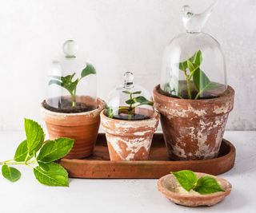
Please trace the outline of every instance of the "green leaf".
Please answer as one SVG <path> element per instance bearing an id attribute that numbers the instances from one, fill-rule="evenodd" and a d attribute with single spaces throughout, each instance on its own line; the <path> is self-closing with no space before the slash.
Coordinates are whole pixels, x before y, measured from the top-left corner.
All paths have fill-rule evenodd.
<path id="1" fill-rule="evenodd" d="M 178 68 L 179 68 L 179 69 L 181 69 L 181 70 L 185 72 L 186 69 L 187 69 L 187 62 L 186 62 L 186 61 L 178 63 Z"/>
<path id="2" fill-rule="evenodd" d="M 210 176 L 203 176 L 199 178 L 194 190 L 202 195 L 224 191 L 217 180 Z"/>
<path id="3" fill-rule="evenodd" d="M 197 183 L 197 176 L 194 172 L 190 170 L 182 170 L 176 172 L 171 172 L 181 186 L 186 191 L 193 189 Z"/>
<path id="4" fill-rule="evenodd" d="M 42 163 L 42 162 L 38 162 L 39 167 L 44 170 L 45 172 L 48 172 L 50 170 L 48 165 L 47 165 L 47 163 Z"/>
<path id="5" fill-rule="evenodd" d="M 202 52 L 201 50 L 198 50 L 188 60 L 178 63 L 178 68 L 184 72 L 187 68 L 189 68 L 190 71 L 192 71 L 194 69 L 190 69 L 190 67 L 188 67 L 189 61 L 194 64 L 195 65 L 194 67 L 199 67 L 202 64 Z"/>
<path id="6" fill-rule="evenodd" d="M 110 118 L 113 118 L 113 116 L 114 116 L 114 109 L 112 108 L 107 106 L 106 108 L 106 111 L 107 116 L 110 117 Z"/>
<path id="7" fill-rule="evenodd" d="M 62 82 L 59 81 L 57 81 L 57 80 L 50 80 L 48 83 L 49 85 L 58 85 L 59 86 L 62 86 Z"/>
<path id="8" fill-rule="evenodd" d="M 200 66 L 202 61 L 201 50 L 197 51 L 193 57 L 189 59 L 189 61 L 197 66 Z"/>
<path id="9" fill-rule="evenodd" d="M 96 69 L 91 64 L 86 63 L 86 67 L 81 73 L 81 78 L 90 74 L 96 74 Z"/>
<path id="10" fill-rule="evenodd" d="M 45 139 L 42 127 L 37 122 L 30 119 L 25 119 L 24 124 L 28 152 L 32 153 L 34 151 L 38 151 Z"/>
<path id="11" fill-rule="evenodd" d="M 69 185 L 68 173 L 61 165 L 48 163 L 48 171 L 40 166 L 34 168 L 36 179 L 42 184 L 52 187 L 67 187 Z"/>
<path id="12" fill-rule="evenodd" d="M 136 101 L 134 100 L 134 99 L 129 99 L 129 100 L 127 100 L 127 101 L 126 101 L 126 103 L 127 105 L 134 105 L 134 104 L 136 103 Z"/>
<path id="13" fill-rule="evenodd" d="M 153 105 L 153 102 L 147 100 L 144 97 L 137 97 L 134 98 L 137 103 L 139 103 L 139 105 Z"/>
<path id="14" fill-rule="evenodd" d="M 6 179 L 11 182 L 17 181 L 22 176 L 21 172 L 17 168 L 7 165 L 3 165 L 2 167 L 2 174 Z"/>
<path id="15" fill-rule="evenodd" d="M 71 150 L 74 140 L 70 138 L 58 138 L 48 140 L 40 150 L 37 157 L 38 161 L 49 163 L 66 156 Z"/>
<path id="16" fill-rule="evenodd" d="M 22 142 L 15 152 L 14 160 L 17 162 L 23 162 L 26 159 L 29 160 L 32 158 L 32 155 L 29 155 L 29 152 L 27 149 L 27 143 L 26 140 Z"/>
<path id="17" fill-rule="evenodd" d="M 122 93 L 126 93 L 126 94 L 130 94 L 131 93 L 128 90 L 122 91 Z"/>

--

What you need to do: Set down every line of the records above exactly as it stands, leaving out the pictures.

The output:
Please trace the outline of every instance of the "green leaf".
Please answer as one SVG <path> element per instance bearing an id attribute that numbers the instances from one, fill-rule="evenodd" and a d attribute with single spaces throughout, each instance on its own line; the <path> is self-closing with no space before the slash.
Coordinates are whole pixels, x before y, measured from the top-left corner.
All paths have fill-rule evenodd.
<path id="1" fill-rule="evenodd" d="M 178 68 L 179 68 L 179 69 L 181 69 L 181 70 L 185 72 L 186 69 L 187 69 L 187 62 L 186 62 L 186 61 L 178 63 Z"/>
<path id="2" fill-rule="evenodd" d="M 210 176 L 203 176 L 199 178 L 194 190 L 202 195 L 224 191 L 217 180 Z"/>
<path id="3" fill-rule="evenodd" d="M 197 183 L 197 176 L 194 172 L 190 170 L 182 170 L 176 172 L 171 172 L 181 186 L 186 191 L 193 189 Z"/>
<path id="4" fill-rule="evenodd" d="M 42 163 L 42 162 L 38 162 L 39 167 L 44 170 L 45 172 L 48 172 L 50 170 L 48 165 L 47 165 L 47 163 Z"/>
<path id="5" fill-rule="evenodd" d="M 202 52 L 201 50 L 198 50 L 188 60 L 178 63 L 178 68 L 184 72 L 187 68 L 189 68 L 190 71 L 192 71 L 194 69 L 190 69 L 190 67 L 188 67 L 189 61 L 194 64 L 195 65 L 194 67 L 199 67 L 202 64 Z"/>
<path id="6" fill-rule="evenodd" d="M 110 118 L 113 118 L 113 116 L 114 116 L 114 109 L 112 108 L 107 106 L 106 108 L 106 111 L 107 116 L 110 117 Z"/>
<path id="7" fill-rule="evenodd" d="M 62 82 L 59 81 L 57 81 L 57 80 L 50 80 L 48 83 L 49 85 L 58 85 L 59 86 L 62 86 Z"/>
<path id="8" fill-rule="evenodd" d="M 200 66 L 202 61 L 201 50 L 197 51 L 193 57 L 189 59 L 189 61 L 197 66 Z"/>
<path id="9" fill-rule="evenodd" d="M 96 69 L 91 64 L 86 63 L 86 67 L 81 73 L 81 78 L 90 74 L 96 74 Z"/>
<path id="10" fill-rule="evenodd" d="M 45 139 L 42 127 L 37 122 L 30 119 L 25 119 L 24 124 L 28 152 L 32 153 L 34 151 L 38 151 Z"/>
<path id="11" fill-rule="evenodd" d="M 69 185 L 68 173 L 61 165 L 48 163 L 48 171 L 40 166 L 34 168 L 36 179 L 42 184 L 52 187 L 67 187 Z"/>
<path id="12" fill-rule="evenodd" d="M 136 101 L 134 100 L 134 99 L 129 99 L 129 100 L 127 100 L 127 101 L 126 101 L 126 103 L 127 105 L 134 105 L 134 104 L 136 103 Z"/>
<path id="13" fill-rule="evenodd" d="M 153 105 L 153 102 L 147 100 L 144 97 L 137 97 L 134 98 L 137 103 L 139 103 L 139 105 Z"/>
<path id="14" fill-rule="evenodd" d="M 6 179 L 11 182 L 17 181 L 22 176 L 21 172 L 17 168 L 7 165 L 3 165 L 2 167 L 2 174 Z"/>
<path id="15" fill-rule="evenodd" d="M 71 150 L 74 140 L 70 138 L 58 138 L 48 140 L 40 150 L 37 157 L 38 161 L 49 163 L 66 156 Z"/>
<path id="16" fill-rule="evenodd" d="M 22 142 L 15 152 L 14 160 L 17 162 L 23 162 L 26 159 L 29 160 L 32 158 L 32 155 L 29 155 L 29 152 L 27 149 L 27 143 L 26 140 Z"/>
<path id="17" fill-rule="evenodd" d="M 122 93 L 126 93 L 126 94 L 130 94 L 131 93 L 128 90 L 122 91 Z"/>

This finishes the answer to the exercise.